- Born: March 7, 1972 (age 54)
- Education: University of Ottawa
- Employer: Tehama Inc.
- Known for: Pythian, Tehama, Basic Income Canada Network
- Title: Founder and chief executive officer
- Website: Paul Vallée - Tehama

= Paul Vallée =

Canadian businessman (born 1972)

Paul Vallée (born 1972) is a Canadian data specialist and businessperson. He is the founder and chief executive officer of Tehama Inc., a company offering a secure virtual-workforce platform in a Software as a Service paradigm.

==Life and career==
Vallée holds a bachelor's degree in Management Information Systems from the University of Ottawa. He started his career as a data scientist and continued as a systems architect; by the age of 25 (1997), he had started his fourth company — database infrastructure management, architecture, and performance outsourcing company, Pythian. He received the Ottawa Forty Under 40 award from the Ottawa Business Journal in 2011, an award that recognizes the achievements of forty business people under the age of forty.

In 2014, he was appointed Chief Executive Officer (CEO) of Pythian. In the same year, he was awarded the Trudeau Medal from the Telfer School of Management of the University of Ottawa. This recognizes the leadership, initiative, and contributions of Telfer alumni to the business world, the community, and their alma mater.

Problems to solve:
• 1. Answer these questions using the text on Paul Vallée:
(a) What does Tehama Inc. offer?
(b) Which publication gave him the Ottawa Forty Under 40 award, and in what year?
(c) Which school awarded him the Trudeau Medal?
• 2. Please reproduce the text on Paul Vallée word for word, from "- Known for: Pythian, Tehama, Basic" up to and including "businessman (born 1972)".

Source material:

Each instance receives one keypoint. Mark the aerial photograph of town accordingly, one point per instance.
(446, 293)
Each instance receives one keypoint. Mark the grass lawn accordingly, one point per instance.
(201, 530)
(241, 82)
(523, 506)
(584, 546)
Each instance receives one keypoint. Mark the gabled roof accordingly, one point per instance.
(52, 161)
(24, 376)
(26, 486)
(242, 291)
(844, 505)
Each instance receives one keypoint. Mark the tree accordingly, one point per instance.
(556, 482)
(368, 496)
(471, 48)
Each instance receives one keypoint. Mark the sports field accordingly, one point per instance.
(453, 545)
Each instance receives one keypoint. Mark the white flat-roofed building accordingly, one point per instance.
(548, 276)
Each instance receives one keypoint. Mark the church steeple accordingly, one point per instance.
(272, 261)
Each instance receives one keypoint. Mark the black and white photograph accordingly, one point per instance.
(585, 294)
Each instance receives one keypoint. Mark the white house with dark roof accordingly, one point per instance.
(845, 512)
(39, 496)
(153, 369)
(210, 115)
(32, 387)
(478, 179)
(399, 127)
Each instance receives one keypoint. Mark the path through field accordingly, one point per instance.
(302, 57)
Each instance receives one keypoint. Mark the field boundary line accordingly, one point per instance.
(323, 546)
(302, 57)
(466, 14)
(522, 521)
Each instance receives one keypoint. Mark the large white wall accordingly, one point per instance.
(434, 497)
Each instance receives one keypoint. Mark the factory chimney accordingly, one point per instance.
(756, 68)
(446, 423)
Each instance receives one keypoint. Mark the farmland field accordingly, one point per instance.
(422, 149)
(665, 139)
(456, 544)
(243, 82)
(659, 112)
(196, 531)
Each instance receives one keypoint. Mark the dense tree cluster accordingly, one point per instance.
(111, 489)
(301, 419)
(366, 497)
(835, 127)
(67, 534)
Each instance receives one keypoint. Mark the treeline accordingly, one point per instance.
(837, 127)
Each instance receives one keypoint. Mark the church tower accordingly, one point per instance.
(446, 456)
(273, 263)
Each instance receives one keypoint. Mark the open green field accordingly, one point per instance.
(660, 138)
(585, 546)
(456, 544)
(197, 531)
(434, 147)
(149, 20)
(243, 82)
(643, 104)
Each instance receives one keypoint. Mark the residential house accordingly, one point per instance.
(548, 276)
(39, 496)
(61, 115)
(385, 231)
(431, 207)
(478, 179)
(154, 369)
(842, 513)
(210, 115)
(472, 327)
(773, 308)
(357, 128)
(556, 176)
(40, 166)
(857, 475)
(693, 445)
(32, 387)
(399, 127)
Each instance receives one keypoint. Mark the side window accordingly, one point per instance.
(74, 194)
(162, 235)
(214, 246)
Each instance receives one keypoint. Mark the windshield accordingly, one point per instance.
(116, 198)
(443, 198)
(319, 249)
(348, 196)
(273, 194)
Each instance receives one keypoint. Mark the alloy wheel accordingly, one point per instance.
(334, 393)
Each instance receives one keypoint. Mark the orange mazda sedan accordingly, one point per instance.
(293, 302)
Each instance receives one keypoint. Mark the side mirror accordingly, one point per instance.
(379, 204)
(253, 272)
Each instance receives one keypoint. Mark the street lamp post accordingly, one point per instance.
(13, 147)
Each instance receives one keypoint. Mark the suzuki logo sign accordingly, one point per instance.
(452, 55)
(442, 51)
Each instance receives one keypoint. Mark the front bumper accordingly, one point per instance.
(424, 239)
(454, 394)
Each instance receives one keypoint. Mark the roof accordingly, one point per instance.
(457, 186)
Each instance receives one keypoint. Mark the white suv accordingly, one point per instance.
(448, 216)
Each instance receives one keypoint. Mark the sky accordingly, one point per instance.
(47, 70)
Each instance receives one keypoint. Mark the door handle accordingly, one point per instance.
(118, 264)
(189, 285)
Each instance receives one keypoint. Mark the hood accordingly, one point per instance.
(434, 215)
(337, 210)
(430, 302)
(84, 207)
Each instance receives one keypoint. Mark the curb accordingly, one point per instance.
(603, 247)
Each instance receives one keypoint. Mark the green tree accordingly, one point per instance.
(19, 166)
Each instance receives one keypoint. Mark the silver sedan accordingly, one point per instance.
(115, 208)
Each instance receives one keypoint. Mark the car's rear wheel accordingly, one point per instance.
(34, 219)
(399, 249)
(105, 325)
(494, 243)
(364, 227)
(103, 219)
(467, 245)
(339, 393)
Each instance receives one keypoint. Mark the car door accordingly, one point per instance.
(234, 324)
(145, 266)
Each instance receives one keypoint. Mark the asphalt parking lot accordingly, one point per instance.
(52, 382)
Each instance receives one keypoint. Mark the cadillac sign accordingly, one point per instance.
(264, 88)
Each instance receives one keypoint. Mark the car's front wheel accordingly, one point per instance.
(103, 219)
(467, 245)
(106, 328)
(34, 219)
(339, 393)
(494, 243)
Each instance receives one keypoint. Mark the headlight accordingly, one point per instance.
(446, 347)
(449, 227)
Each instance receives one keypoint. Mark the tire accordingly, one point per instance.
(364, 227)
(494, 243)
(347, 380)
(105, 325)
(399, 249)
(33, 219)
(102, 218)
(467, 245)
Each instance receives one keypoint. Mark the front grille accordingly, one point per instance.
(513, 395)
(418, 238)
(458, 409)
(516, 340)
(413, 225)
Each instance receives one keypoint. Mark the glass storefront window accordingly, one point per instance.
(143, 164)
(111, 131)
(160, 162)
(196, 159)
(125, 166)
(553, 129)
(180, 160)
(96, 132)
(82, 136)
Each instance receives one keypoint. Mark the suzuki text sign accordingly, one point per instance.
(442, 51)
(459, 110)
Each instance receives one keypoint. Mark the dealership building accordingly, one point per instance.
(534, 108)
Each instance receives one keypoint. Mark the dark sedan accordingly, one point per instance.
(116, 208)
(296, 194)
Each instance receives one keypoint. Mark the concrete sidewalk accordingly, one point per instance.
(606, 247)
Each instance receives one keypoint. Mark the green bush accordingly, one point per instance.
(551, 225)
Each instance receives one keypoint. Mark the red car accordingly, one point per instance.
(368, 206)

Solved tasks:
• 1.
(a) A secure virtual-workforce platform in a Software as a Service paradigm.
(b) The Ottawa Business Journal, in 2011.
(c) The Telfer School of Management of the University of Ottawa.

• 2.
- Known for: Pythian, Tehama, Basic Income Canada Network
- Title: Founder and chief executive officer
- Website: Paul Vallée - Tehama

= Paul Vallée =

Canadian businessman (born 1972)